Referring expression grounding data:
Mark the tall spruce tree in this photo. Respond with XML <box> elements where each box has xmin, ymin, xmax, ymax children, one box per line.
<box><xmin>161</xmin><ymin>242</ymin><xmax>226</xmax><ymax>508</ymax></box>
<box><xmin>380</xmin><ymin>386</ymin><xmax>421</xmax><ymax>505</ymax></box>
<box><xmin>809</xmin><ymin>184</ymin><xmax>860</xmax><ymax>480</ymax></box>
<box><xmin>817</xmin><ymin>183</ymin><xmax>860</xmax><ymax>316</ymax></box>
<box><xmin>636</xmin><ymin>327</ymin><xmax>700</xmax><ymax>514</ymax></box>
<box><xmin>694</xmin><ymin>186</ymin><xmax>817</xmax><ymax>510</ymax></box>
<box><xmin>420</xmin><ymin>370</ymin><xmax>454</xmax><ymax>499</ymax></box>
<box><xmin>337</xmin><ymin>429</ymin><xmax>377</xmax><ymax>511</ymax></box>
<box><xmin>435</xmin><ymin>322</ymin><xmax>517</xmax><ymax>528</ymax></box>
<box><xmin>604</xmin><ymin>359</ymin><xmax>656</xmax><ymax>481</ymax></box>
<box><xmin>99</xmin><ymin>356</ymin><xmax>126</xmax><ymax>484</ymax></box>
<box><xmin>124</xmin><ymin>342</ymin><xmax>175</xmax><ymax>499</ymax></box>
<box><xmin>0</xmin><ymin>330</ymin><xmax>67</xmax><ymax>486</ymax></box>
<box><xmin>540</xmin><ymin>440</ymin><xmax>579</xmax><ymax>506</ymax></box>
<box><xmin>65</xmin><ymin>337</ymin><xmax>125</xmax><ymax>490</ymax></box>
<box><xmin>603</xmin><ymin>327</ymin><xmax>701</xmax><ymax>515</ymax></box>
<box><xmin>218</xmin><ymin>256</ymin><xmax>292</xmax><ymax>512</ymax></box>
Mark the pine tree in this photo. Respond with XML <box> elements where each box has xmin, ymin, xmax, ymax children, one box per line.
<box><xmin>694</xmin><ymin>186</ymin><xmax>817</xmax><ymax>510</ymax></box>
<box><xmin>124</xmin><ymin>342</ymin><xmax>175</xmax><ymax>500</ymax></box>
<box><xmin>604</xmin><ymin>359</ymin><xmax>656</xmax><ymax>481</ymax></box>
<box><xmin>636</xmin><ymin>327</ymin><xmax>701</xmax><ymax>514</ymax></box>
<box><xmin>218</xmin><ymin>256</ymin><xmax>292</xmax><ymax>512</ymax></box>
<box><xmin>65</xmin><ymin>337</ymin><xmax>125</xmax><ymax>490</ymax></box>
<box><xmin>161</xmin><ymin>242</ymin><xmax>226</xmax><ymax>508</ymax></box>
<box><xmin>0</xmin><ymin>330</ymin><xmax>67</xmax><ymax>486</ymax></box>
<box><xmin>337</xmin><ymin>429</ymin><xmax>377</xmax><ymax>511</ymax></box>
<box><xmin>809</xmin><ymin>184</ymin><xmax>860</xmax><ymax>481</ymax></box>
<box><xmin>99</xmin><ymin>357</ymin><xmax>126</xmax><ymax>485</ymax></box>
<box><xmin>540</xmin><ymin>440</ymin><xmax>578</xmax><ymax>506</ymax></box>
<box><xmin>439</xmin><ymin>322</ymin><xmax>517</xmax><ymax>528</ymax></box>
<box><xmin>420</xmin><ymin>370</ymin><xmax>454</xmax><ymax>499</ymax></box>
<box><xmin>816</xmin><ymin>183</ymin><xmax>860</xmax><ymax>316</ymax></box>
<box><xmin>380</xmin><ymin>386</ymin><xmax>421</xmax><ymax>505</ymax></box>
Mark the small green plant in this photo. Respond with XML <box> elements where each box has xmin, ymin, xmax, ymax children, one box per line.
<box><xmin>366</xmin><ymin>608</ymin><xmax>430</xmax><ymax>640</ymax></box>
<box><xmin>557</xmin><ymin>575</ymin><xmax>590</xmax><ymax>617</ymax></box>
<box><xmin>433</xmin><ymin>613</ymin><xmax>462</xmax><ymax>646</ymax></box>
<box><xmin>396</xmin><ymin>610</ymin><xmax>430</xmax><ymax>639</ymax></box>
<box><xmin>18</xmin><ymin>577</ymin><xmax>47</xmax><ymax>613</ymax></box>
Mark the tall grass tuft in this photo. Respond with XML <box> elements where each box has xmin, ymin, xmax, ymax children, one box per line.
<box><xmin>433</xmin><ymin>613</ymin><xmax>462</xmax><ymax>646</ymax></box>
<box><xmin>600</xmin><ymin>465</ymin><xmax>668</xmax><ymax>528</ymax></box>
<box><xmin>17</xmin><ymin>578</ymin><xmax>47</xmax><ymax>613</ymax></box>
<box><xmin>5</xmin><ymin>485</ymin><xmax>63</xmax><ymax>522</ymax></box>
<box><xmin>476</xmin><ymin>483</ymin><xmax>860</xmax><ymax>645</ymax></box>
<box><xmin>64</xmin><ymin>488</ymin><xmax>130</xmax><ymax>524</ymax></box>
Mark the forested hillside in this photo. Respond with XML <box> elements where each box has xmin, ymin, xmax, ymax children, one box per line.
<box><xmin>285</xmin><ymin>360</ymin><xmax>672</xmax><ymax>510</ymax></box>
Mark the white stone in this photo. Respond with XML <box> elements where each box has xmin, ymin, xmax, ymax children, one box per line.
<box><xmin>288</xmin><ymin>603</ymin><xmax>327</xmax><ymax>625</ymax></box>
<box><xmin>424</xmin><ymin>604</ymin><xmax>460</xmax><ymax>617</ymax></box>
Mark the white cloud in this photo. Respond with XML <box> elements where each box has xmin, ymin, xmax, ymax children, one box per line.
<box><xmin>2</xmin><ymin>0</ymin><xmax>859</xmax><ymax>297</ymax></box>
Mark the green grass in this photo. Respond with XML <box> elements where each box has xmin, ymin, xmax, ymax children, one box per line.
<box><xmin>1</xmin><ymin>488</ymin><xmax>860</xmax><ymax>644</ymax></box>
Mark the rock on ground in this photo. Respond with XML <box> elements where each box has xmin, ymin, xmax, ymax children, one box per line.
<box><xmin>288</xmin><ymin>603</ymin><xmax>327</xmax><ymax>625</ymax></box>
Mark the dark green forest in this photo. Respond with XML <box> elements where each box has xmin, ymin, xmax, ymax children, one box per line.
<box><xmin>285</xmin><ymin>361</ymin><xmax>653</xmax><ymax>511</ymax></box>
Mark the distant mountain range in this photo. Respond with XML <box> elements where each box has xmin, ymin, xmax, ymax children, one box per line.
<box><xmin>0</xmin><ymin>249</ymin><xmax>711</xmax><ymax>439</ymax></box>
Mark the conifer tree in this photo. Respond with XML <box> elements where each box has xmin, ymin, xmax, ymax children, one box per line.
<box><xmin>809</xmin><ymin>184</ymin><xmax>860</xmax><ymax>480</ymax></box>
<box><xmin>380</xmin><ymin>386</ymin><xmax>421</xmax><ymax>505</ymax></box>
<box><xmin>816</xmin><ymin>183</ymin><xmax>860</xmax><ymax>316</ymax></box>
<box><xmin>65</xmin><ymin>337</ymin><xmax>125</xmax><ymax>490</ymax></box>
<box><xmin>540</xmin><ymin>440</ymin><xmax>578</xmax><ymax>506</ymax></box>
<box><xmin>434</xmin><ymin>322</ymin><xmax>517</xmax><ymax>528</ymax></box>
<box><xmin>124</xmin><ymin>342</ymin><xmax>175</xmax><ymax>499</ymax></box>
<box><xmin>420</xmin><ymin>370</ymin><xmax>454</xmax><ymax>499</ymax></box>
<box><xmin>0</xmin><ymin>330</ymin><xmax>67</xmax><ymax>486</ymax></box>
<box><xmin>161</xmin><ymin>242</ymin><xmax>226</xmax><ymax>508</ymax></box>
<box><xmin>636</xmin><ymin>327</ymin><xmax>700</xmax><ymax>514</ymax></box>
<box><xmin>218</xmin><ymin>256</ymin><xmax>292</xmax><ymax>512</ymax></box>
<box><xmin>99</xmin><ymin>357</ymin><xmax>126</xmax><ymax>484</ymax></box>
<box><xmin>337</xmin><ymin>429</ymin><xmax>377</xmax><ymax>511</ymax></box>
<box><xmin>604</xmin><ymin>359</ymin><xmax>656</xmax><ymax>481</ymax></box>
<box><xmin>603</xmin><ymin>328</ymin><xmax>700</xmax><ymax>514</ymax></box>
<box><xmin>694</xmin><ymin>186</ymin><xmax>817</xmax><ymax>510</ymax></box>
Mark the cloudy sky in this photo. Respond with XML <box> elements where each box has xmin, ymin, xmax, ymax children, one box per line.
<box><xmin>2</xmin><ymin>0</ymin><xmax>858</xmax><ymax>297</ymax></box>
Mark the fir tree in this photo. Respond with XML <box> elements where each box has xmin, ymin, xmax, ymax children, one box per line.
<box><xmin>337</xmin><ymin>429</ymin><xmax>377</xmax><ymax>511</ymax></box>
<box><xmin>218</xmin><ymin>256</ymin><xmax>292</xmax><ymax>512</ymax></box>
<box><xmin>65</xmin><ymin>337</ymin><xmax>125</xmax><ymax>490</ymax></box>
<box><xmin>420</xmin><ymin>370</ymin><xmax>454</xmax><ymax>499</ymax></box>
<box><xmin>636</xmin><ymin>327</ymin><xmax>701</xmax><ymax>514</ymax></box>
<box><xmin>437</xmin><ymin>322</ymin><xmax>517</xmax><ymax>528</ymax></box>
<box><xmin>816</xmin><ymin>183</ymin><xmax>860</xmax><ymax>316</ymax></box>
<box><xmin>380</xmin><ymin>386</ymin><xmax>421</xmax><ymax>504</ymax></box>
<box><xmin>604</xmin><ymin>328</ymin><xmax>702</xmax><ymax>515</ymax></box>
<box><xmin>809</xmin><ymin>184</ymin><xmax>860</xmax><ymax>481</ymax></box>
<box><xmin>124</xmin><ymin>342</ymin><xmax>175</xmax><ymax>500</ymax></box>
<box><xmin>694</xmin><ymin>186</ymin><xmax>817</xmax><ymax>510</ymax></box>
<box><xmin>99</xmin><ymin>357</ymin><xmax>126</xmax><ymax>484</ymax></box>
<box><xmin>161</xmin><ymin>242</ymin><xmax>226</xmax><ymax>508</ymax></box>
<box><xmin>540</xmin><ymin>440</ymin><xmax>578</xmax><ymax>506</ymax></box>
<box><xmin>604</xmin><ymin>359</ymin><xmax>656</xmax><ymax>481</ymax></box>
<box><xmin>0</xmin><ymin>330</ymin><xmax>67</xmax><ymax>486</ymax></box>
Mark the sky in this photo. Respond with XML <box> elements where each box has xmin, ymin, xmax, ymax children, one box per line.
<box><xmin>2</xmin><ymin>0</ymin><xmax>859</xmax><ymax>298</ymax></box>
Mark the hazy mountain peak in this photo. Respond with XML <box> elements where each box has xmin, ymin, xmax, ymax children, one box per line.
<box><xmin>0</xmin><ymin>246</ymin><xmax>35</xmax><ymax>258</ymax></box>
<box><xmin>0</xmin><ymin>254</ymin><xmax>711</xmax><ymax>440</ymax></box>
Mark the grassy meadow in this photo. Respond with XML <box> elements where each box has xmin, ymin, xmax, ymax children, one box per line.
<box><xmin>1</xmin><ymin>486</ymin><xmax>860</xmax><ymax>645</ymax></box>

▶ _PROMPT_:
Starting at the line with "Mark the sky", copy every line down to the last one above, exactly as written and with nothing else.

▶ _WRITTEN ANSWER_:
Mark the sky in this photo. Respond with XML <box> elements where each box has xmin, ymin, xmax, ymax children, one box per line.
<box><xmin>2</xmin><ymin>0</ymin><xmax>859</xmax><ymax>298</ymax></box>
Mark the hazy mountain peak in this photo. Respond with XML <box> elements where each box has xmin, ymin, xmax, ymax children, one box per line.
<box><xmin>0</xmin><ymin>246</ymin><xmax>35</xmax><ymax>258</ymax></box>
<box><xmin>0</xmin><ymin>254</ymin><xmax>711</xmax><ymax>440</ymax></box>
Mark the grassy meadow in this photo. Respond with XML <box> elements where each box has xmin, ymin, xmax, ymax children, one box per line.
<box><xmin>1</xmin><ymin>486</ymin><xmax>860</xmax><ymax>645</ymax></box>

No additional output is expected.